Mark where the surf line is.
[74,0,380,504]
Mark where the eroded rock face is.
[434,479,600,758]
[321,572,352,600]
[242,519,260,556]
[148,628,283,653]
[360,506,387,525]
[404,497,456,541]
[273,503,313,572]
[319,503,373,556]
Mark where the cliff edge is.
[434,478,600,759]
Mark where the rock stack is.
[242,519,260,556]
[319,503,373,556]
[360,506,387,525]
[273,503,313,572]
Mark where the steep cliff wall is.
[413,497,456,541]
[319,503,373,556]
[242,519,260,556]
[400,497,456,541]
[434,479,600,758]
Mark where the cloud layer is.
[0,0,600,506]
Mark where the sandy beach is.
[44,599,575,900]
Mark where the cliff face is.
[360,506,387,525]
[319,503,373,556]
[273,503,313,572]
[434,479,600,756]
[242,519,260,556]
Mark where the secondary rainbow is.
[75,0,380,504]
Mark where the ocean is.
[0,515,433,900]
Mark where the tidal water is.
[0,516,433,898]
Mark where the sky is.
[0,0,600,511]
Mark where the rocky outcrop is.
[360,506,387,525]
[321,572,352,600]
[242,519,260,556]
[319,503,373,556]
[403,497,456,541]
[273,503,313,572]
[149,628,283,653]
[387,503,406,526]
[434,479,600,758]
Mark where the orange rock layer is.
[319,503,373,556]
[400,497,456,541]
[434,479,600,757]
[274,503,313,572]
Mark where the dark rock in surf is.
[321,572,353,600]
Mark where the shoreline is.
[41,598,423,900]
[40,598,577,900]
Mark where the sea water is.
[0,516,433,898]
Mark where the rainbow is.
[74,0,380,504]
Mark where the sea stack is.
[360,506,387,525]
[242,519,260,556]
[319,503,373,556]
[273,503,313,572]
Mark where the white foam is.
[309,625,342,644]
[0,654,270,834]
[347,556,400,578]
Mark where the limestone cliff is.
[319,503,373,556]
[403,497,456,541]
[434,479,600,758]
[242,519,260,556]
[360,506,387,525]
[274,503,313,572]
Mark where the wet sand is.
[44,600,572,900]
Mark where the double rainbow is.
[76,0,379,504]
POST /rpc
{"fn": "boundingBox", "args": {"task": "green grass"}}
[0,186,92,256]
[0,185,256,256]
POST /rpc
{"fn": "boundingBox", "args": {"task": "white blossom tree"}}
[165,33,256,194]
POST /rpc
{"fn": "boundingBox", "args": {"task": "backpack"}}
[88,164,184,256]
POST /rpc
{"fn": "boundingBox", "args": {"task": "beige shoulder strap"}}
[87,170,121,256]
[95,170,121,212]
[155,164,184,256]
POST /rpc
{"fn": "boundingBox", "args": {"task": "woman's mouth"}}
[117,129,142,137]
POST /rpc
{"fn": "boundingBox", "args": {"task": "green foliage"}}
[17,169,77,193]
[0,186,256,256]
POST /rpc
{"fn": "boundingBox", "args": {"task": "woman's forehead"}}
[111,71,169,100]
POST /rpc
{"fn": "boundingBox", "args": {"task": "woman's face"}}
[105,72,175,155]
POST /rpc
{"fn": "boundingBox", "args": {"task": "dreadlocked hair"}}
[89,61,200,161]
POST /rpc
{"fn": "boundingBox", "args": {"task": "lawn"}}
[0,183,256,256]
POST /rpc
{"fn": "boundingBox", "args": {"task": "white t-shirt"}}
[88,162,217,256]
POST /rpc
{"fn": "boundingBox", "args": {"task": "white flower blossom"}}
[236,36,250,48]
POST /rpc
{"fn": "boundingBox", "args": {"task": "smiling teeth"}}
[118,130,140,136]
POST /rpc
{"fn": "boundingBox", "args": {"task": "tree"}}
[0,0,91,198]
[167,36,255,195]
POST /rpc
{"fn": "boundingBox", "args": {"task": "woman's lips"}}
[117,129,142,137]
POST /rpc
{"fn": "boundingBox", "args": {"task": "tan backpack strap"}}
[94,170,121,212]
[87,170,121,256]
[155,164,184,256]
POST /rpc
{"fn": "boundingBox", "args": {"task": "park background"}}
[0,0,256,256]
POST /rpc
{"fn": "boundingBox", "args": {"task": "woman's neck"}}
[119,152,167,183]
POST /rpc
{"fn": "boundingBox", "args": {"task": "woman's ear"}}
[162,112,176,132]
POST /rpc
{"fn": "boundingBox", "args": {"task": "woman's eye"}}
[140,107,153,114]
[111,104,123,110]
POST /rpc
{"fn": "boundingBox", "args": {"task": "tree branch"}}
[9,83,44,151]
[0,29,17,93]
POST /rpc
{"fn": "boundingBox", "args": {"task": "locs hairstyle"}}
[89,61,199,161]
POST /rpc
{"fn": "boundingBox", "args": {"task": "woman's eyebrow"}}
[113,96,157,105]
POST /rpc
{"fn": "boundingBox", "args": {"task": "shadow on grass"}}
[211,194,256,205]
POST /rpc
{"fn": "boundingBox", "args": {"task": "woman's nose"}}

+ + + + +

ZADANIE DO WYKONANIA
Przeskaluj wiersze, zaczynając od wiersza zawierającego „Mark where the sandy beach is.” i kończąc na wierszu zawierającym „[347,556,400,578]” (oba włącznie), i podaj je wszystkie ponownie, nie pomijając żadnego. Każdą współrzędną ramek w odpowiedziach pomnóż przez 0,55 i zaokrąglij do liczby całkowitej, połówki w górę, a tekst próśb pozostaw bez zmian.

ODPOWIEDŹ DO ZADANIA
Mark where the sandy beach is.
[24,329,316,495]
Mark where the cliff face is.
[198,278,213,289]
[175,277,205,306]
[150,277,172,315]
[239,263,330,416]
[133,285,143,306]
Mark where the secondary rainbow is.
[41,0,209,277]
Mark where the ocean is.
[0,283,238,495]
Mark where the tidal water is.
[0,284,238,494]
Mark where the sky is.
[0,0,330,281]
Mark where the rocky outcrop is.
[198,278,213,289]
[177,315,194,330]
[133,285,143,306]
[175,277,205,306]
[222,273,251,298]
[150,277,172,315]
[82,345,156,359]
[213,277,223,289]
[239,263,330,417]
Mark where the orange rock layer is.
[175,277,205,306]
[220,273,251,298]
[239,263,330,416]
[151,277,172,315]
Mark where the dark rock in surf is.
[177,315,194,330]
Mark where the shoreline is.
[23,329,233,495]
[22,329,317,495]
Mark where the sea water is.
[0,284,238,494]
Mark where the rainbow is.
[41,0,209,277]
Mark where the sea stack is.
[198,278,213,289]
[133,285,143,306]
[175,277,205,306]
[150,277,172,315]
Mark where the white foam is.
[170,344,188,354]
[0,360,149,459]
[191,306,220,318]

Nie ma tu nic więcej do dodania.